##### Material for this task #####

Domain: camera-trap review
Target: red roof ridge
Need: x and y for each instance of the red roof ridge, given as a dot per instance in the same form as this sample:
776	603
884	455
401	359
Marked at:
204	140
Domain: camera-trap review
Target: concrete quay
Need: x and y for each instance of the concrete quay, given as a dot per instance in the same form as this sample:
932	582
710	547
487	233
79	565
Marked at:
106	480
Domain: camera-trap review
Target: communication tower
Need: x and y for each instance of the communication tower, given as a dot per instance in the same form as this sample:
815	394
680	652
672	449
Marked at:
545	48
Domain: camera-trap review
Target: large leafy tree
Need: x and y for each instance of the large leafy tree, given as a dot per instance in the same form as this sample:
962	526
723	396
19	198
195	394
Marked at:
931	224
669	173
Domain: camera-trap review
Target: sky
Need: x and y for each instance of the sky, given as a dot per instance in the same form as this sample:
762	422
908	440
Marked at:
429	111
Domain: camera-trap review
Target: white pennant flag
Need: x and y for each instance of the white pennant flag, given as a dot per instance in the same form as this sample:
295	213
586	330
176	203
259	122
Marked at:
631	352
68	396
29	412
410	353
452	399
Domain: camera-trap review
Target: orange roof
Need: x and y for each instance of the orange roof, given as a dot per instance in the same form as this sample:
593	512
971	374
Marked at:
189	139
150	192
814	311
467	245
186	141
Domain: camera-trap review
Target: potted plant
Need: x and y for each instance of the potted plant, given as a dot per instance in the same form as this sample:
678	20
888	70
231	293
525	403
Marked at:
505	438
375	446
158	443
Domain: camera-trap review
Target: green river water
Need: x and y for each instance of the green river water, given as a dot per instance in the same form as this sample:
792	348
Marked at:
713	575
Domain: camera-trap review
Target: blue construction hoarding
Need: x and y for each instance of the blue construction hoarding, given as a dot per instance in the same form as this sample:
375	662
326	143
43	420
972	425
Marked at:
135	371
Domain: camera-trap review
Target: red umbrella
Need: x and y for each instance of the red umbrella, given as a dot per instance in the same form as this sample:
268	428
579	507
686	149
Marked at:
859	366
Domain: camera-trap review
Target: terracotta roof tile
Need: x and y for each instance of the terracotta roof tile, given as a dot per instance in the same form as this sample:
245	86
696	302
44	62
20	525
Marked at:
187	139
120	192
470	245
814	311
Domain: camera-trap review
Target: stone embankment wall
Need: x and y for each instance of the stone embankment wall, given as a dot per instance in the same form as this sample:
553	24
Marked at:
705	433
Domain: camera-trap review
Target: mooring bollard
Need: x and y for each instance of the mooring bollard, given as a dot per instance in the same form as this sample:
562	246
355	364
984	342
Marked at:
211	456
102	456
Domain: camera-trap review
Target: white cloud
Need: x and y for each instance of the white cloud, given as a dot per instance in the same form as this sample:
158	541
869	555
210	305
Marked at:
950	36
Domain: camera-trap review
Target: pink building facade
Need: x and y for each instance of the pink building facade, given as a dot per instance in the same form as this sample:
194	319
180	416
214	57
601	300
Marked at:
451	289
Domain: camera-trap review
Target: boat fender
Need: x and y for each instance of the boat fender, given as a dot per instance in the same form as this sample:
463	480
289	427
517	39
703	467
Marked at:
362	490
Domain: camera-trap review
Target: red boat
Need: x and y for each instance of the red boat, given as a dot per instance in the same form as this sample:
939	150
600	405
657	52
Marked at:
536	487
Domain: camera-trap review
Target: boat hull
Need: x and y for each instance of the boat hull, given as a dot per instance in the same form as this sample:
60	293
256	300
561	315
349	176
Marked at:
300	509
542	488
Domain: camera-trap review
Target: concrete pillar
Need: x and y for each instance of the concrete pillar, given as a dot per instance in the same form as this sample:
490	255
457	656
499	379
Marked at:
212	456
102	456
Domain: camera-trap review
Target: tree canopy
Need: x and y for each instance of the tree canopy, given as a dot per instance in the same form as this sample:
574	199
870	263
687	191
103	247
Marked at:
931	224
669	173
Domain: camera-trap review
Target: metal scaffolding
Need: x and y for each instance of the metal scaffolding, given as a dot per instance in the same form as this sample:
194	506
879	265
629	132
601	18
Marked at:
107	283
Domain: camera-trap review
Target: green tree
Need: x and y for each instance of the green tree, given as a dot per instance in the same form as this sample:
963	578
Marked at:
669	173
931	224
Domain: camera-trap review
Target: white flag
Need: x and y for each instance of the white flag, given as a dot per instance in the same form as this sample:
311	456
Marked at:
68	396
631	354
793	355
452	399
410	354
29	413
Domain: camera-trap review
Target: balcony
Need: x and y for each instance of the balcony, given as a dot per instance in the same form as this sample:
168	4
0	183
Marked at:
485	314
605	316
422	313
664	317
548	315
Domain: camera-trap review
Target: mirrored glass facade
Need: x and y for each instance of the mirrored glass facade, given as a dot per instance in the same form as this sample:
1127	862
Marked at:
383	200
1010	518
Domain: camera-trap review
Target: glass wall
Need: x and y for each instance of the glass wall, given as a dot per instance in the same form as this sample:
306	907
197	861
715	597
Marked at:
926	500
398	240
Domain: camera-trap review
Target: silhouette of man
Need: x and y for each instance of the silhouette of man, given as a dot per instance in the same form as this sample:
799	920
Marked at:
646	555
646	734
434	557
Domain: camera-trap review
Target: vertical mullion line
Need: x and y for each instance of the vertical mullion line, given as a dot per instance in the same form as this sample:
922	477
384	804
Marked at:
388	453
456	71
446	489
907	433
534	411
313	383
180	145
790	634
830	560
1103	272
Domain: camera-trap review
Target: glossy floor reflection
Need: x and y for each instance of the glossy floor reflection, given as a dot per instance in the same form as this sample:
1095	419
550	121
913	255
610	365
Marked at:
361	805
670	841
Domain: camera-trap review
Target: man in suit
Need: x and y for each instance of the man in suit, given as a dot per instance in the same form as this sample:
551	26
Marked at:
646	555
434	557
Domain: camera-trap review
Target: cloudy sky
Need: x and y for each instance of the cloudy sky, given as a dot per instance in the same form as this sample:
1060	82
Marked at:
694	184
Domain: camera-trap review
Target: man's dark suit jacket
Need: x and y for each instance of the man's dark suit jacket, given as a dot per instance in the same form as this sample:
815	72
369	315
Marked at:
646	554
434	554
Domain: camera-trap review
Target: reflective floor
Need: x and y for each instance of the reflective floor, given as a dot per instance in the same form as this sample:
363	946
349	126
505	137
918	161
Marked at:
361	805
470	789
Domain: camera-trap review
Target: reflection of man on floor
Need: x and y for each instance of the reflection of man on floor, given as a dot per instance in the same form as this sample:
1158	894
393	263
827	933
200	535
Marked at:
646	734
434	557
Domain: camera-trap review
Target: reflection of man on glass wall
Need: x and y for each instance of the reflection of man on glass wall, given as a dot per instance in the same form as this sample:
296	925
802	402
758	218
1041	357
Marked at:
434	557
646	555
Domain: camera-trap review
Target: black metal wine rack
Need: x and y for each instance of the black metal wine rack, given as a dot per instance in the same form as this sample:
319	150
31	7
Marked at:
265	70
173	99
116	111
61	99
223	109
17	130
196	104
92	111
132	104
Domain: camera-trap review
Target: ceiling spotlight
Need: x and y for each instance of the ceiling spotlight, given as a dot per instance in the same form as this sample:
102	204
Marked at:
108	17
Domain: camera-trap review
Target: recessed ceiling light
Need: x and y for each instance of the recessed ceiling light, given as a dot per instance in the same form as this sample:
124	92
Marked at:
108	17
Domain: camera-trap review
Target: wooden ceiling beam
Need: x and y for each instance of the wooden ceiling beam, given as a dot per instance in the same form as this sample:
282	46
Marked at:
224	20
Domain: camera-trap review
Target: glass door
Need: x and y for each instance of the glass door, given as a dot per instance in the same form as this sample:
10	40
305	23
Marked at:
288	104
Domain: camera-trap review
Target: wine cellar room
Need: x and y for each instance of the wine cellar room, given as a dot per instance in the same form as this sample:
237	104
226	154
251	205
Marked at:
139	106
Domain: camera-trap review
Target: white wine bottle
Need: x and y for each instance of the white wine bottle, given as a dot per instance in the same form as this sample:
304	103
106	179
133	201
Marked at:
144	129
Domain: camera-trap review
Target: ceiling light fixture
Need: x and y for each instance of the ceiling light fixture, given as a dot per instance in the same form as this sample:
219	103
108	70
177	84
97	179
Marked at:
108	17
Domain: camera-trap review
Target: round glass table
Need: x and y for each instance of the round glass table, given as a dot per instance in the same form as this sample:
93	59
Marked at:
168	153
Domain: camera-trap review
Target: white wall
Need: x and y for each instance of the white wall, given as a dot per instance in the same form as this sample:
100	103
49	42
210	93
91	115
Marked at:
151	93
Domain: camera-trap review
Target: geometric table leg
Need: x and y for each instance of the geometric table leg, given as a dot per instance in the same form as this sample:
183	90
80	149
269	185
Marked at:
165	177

#####

• Task description: Please gather every line above that contains the word "fender" and copy each one in full.

• Completed task:
Target: boat fender
Need: x and y for each instance of the boat fender, given as a dot per instance in the same form as this sample:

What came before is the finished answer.